-- start DATA ROWS --

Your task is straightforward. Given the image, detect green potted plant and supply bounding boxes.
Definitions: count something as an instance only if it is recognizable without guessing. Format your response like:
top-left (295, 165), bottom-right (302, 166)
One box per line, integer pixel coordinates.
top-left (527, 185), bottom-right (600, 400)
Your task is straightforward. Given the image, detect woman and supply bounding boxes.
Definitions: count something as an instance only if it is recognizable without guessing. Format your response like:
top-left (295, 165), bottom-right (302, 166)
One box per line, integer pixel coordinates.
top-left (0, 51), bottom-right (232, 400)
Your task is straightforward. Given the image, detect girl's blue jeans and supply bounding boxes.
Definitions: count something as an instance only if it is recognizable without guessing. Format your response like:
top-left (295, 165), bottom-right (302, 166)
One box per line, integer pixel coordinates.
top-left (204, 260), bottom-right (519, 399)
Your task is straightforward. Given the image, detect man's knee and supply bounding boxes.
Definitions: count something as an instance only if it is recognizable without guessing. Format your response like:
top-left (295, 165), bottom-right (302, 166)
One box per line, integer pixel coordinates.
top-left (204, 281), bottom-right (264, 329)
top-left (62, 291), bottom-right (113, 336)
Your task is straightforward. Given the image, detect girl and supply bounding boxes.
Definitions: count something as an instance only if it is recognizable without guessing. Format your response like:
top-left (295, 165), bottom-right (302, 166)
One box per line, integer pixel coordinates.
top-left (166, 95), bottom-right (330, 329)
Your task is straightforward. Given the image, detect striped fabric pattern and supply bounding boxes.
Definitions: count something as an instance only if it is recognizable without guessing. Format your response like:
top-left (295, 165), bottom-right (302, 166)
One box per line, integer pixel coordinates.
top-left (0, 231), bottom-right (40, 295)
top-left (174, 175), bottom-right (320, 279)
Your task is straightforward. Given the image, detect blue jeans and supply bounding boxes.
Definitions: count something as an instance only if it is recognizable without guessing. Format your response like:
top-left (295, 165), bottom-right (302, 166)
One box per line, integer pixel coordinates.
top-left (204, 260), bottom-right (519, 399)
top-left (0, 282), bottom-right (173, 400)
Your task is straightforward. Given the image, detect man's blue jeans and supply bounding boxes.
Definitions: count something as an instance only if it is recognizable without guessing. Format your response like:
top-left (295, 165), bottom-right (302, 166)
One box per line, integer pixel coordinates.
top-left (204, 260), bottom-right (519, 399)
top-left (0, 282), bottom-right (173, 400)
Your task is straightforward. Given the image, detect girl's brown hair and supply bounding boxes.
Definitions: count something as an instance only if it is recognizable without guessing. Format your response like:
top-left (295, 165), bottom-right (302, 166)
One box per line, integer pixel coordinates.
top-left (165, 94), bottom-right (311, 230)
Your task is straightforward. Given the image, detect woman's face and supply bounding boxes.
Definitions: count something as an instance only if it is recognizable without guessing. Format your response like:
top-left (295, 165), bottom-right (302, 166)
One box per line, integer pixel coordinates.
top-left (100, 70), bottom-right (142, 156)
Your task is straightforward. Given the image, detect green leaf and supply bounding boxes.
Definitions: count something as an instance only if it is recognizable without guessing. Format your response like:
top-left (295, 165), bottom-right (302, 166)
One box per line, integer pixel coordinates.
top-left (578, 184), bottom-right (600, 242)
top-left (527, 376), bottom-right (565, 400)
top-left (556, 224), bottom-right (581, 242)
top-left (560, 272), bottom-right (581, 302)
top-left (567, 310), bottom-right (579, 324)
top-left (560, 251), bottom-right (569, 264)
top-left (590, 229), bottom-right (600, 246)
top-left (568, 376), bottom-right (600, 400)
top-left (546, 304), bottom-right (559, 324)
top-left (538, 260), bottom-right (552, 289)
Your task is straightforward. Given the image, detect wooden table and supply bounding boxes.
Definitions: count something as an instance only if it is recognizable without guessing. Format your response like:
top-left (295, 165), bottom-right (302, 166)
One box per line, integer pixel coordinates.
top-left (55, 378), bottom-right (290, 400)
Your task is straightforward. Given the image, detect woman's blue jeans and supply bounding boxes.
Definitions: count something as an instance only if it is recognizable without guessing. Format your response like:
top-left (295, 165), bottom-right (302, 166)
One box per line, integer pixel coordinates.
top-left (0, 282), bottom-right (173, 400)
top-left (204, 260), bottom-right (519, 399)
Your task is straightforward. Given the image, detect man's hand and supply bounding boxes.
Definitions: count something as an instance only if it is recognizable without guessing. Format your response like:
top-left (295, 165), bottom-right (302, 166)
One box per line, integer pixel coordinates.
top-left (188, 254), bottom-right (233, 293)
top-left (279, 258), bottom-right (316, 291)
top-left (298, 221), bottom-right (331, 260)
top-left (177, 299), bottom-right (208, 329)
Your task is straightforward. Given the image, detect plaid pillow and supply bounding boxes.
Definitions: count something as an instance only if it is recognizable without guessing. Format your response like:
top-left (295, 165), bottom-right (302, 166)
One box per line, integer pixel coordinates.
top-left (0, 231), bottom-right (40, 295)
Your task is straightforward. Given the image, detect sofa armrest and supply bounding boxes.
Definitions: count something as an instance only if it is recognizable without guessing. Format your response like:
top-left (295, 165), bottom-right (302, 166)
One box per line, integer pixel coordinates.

-- end DATA ROWS --

WHAT THE EXERCISE ASKS: Format the lines above as a Markdown table with the columns n and Line, giving each line its row number, and leave out blank lines.

COMPLETED TASK:
| n | Line |
|---|---|
| 1 | Your task is straightforward. Given the image, detect green potted plant and supply bounding boxes. |
| 2 | Definitions: count something as an instance only if it is recognizable without guessing. Format your response like: |
| 3 | top-left (295, 165), bottom-right (302, 166) |
| 4 | One box per line, integer pixel coordinates. |
| 5 | top-left (527, 185), bottom-right (600, 400) |
| 6 | Your task is straightforward. Given the image, detect woman and supply bounding boxes. |
| 7 | Definitions: count something as an instance only if it is recognizable without guessing. Format your response like: |
| 8 | top-left (295, 165), bottom-right (302, 166) |
| 9 | One box per line, integer pixel coordinates. |
| 10 | top-left (0, 51), bottom-right (232, 400) |
| 11 | Your task is straightforward. Given the image, detect girl's blue jeans and supply bounding boxes. |
| 12 | Definitions: count something as an instance only if it is recognizable without guessing. Format your response like: |
| 13 | top-left (295, 165), bottom-right (302, 166) |
| 14 | One box per line, integer pixel coordinates. |
| 15 | top-left (204, 260), bottom-right (519, 399) |
| 16 | Your task is straightforward. Given the image, detect man's knee and supply bounding boxes. |
| 17 | Definitions: count something as an instance only if it is recognizable without guessing. Format your response like: |
| 18 | top-left (295, 165), bottom-right (302, 166) |
| 19 | One box per line, integer pixel coordinates. |
| 20 | top-left (204, 281), bottom-right (264, 329) |
| 21 | top-left (62, 291), bottom-right (113, 336) |
| 22 | Your task is straightforward. Given the image, detect girl and supply bounding boxes. |
| 23 | Definitions: count something as an instance only if it is recognizable without guessing. Format your response like: |
| 24 | top-left (295, 165), bottom-right (302, 166) |
| 25 | One box per line, integer pixel coordinates. |
| 26 | top-left (166, 95), bottom-right (330, 329) |
| 27 | Your task is straightforward. Given the image, detect striped fabric pattern and supply bounding boxes. |
| 28 | Definitions: count something as an instance only if it is recognizable without guessing. Format your response like: |
| 29 | top-left (295, 165), bottom-right (302, 166) |
| 30 | One box per line, integer pixel coordinates. |
| 31 | top-left (0, 231), bottom-right (40, 295) |
| 32 | top-left (174, 175), bottom-right (320, 279) |
| 33 | Your task is straightforward. Given the image, detect blue jeans and supply bounding boxes. |
| 34 | Definitions: count something as an instance only if it is recognizable without guessing. Format your response like: |
| 35 | top-left (295, 165), bottom-right (302, 166) |
| 36 | One box per line, integer pixel coordinates. |
| 37 | top-left (204, 260), bottom-right (519, 399) |
| 38 | top-left (0, 282), bottom-right (173, 400) |
| 39 | Your task is straightforward. Given the image, detect man's blue jeans and supply bounding boxes. |
| 40 | Definitions: count something as an instance only if it is recognizable without guessing. Format your response like: |
| 41 | top-left (295, 165), bottom-right (302, 166) |
| 42 | One box per line, integer pixel coordinates. |
| 43 | top-left (204, 260), bottom-right (519, 399) |
| 44 | top-left (0, 282), bottom-right (173, 400) |
| 45 | Your task is straightforward. Given the image, detect girl's brown hair and supply bounding boxes. |
| 46 | Definitions: count something as an instance only if it is recognizable without guessing. Format your response like: |
| 47 | top-left (295, 165), bottom-right (302, 166) |
| 48 | One box per line, integer pixel coordinates. |
| 49 | top-left (165, 94), bottom-right (311, 230) |
| 50 | Your task is straightforward. Given the image, detect woman's face and supply bounding boxes. |
| 51 | Definitions: count something as an instance only if it is recognizable without guessing. Format your response like: |
| 52 | top-left (295, 165), bottom-right (302, 166) |
| 53 | One box per line, integer pixel coordinates. |
| 54 | top-left (100, 70), bottom-right (142, 156) |
| 55 | Your task is straightforward. Given the image, detect green leaf and supply bounding boxes. |
| 56 | Definitions: count something as an instance only if it is recognizable without guessing. Format your response like: |
| 57 | top-left (295, 165), bottom-right (302, 166) |
| 58 | One box per line, integer pixel coordinates. |
| 59 | top-left (578, 184), bottom-right (600, 242) |
| 60 | top-left (527, 376), bottom-right (565, 400) |
| 61 | top-left (556, 224), bottom-right (581, 242) |
| 62 | top-left (560, 272), bottom-right (581, 302) |
| 63 | top-left (567, 310), bottom-right (579, 324) |
| 64 | top-left (560, 251), bottom-right (569, 264) |
| 65 | top-left (590, 229), bottom-right (600, 246) |
| 66 | top-left (568, 376), bottom-right (600, 400) |
| 67 | top-left (546, 304), bottom-right (559, 324) |
| 68 | top-left (538, 260), bottom-right (552, 289) |
| 69 | Your task is straightforward. Given the image, detect wooden table and supply bounding boxes. |
| 70 | Definitions: count something as an instance only if it is recognizable without guessing. Format your response like: |
| 71 | top-left (295, 165), bottom-right (302, 166) |
| 72 | One box per line, integer pixel coordinates. |
| 73 | top-left (55, 378), bottom-right (290, 400) |
| 74 | Your task is straightforward. Given the image, detect woman's blue jeans and supply bounding boxes. |
| 75 | Definitions: count something as an instance only if it is recognizable without guessing. Format your response like: |
| 76 | top-left (295, 165), bottom-right (302, 166) |
| 77 | One box per line, integer pixel coordinates. |
| 78 | top-left (0, 282), bottom-right (173, 400) |
| 79 | top-left (204, 260), bottom-right (519, 399) |
| 80 | Your task is straightforward. Given the image, detect man's hand and supply bounding boxes. |
| 81 | Definitions: count something as an instance only if it is recognizable without guessing. Format your response like: |
| 82 | top-left (295, 165), bottom-right (302, 166) |
| 83 | One box per line, integer pixel coordinates. |
| 84 | top-left (188, 254), bottom-right (233, 293) |
| 85 | top-left (279, 258), bottom-right (316, 291) |
| 86 | top-left (298, 221), bottom-right (331, 260) |
| 87 | top-left (177, 299), bottom-right (208, 329) |
| 88 | Your task is straightforward. Given the image, detect plaid pillow and supply bounding boxes. |
| 89 | Definitions: count something as an instance only if it is recognizable without guessing. Format your response like: |
| 90 | top-left (295, 165), bottom-right (302, 166) |
| 91 | One box per line, integer pixel coordinates. |
| 92 | top-left (0, 231), bottom-right (40, 295) |
| 93 | Your task is straightforward. Given the image, detect sofa armrest and supply bounding boxes. |
| 94 | Definitions: count something as an instance only if it is recognizable without guessing. Format your response like: |
| 95 | top-left (295, 165), bottom-right (302, 166) |
| 96 | One box per line, integer pixel coordinates. |